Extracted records
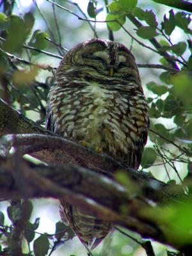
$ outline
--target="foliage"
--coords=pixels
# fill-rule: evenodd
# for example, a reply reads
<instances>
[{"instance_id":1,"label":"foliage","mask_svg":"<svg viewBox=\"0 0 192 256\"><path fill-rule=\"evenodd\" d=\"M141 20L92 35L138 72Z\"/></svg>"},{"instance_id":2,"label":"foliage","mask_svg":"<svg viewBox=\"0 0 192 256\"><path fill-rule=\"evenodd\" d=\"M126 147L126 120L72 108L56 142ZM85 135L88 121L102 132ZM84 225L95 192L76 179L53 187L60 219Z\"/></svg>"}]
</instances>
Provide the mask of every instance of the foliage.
---
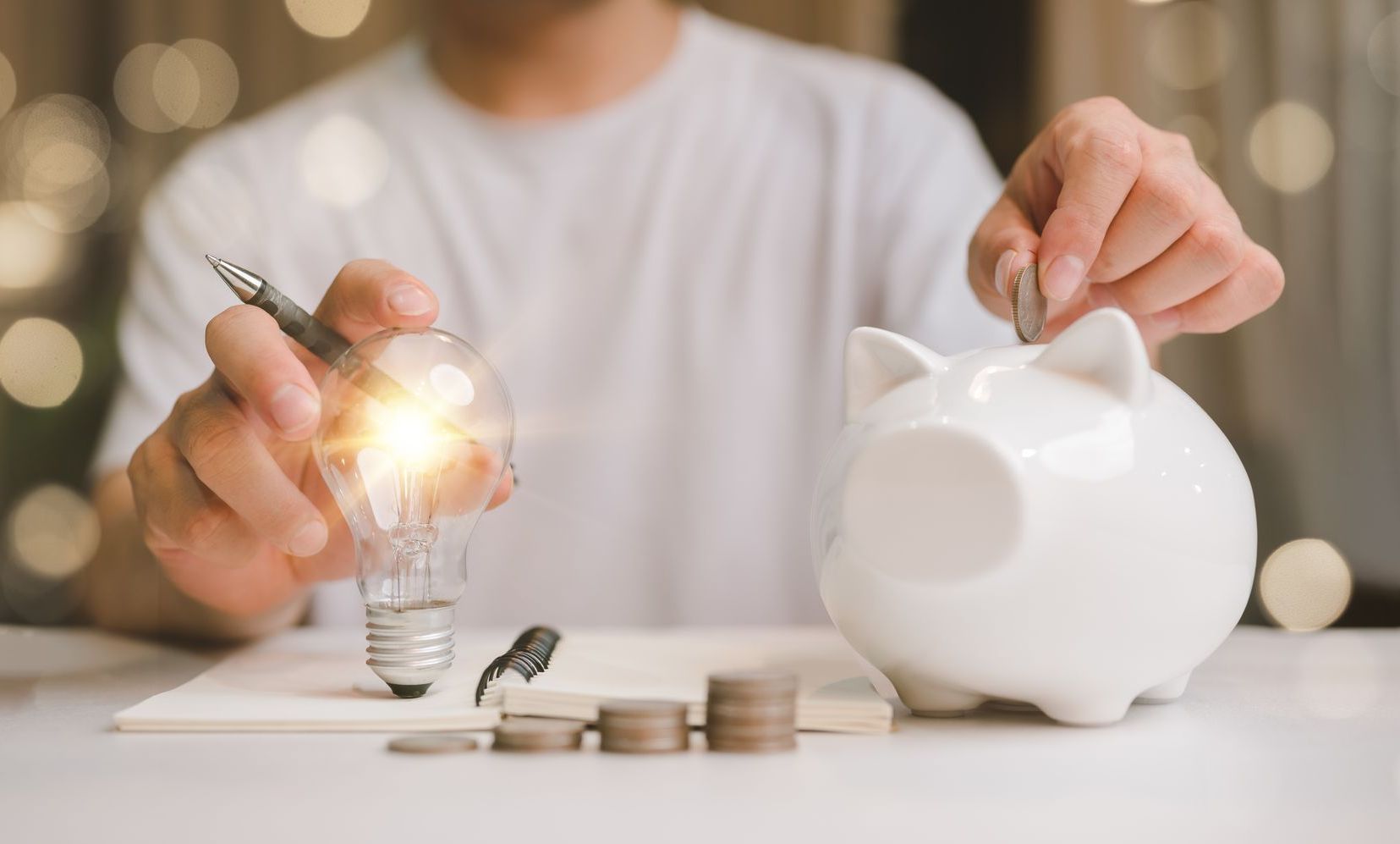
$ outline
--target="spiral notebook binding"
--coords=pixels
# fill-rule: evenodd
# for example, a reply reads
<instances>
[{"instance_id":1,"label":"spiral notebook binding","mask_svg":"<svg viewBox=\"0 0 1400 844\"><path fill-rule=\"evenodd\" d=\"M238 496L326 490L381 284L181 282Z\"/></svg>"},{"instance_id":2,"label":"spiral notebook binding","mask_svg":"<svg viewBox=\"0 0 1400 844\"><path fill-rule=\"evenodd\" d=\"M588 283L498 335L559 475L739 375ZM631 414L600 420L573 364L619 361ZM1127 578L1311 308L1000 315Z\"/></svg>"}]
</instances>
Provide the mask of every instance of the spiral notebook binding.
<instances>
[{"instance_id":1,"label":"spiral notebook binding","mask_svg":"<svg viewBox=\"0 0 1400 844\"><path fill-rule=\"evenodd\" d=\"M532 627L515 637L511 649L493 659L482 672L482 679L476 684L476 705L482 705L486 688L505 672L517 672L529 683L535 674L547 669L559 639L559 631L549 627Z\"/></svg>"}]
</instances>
...
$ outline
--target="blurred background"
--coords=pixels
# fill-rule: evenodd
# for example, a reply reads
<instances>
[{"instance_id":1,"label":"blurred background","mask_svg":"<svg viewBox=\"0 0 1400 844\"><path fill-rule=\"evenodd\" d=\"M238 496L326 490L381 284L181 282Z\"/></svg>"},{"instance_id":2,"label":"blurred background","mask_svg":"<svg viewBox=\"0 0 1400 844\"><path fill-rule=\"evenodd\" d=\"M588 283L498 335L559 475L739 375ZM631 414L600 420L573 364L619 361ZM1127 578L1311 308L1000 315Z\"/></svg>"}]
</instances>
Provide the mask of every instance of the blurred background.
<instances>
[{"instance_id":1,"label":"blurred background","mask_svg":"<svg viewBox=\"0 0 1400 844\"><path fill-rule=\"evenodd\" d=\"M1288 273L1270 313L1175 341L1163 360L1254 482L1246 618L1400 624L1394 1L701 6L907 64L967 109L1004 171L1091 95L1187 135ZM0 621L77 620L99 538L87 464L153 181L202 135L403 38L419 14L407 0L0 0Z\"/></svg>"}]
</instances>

* **Stated exercise**
Pick out each line of the rows above that contains the string "foliage" and copy those lines in full. Matches must have the same case.

* **Solution to the exercise**
--target="foliage"
[{"instance_id":1,"label":"foliage","mask_svg":"<svg viewBox=\"0 0 192 256\"><path fill-rule=\"evenodd\" d=\"M141 20L92 35L138 72Z\"/></svg>"},{"instance_id":2,"label":"foliage","mask_svg":"<svg viewBox=\"0 0 192 256\"><path fill-rule=\"evenodd\" d=\"M126 147L126 120L72 108L56 142ZM85 135L88 121L102 132ZM84 225L95 192L76 179L53 187L60 219Z\"/></svg>"}]
Provide the mask of every instance of the foliage.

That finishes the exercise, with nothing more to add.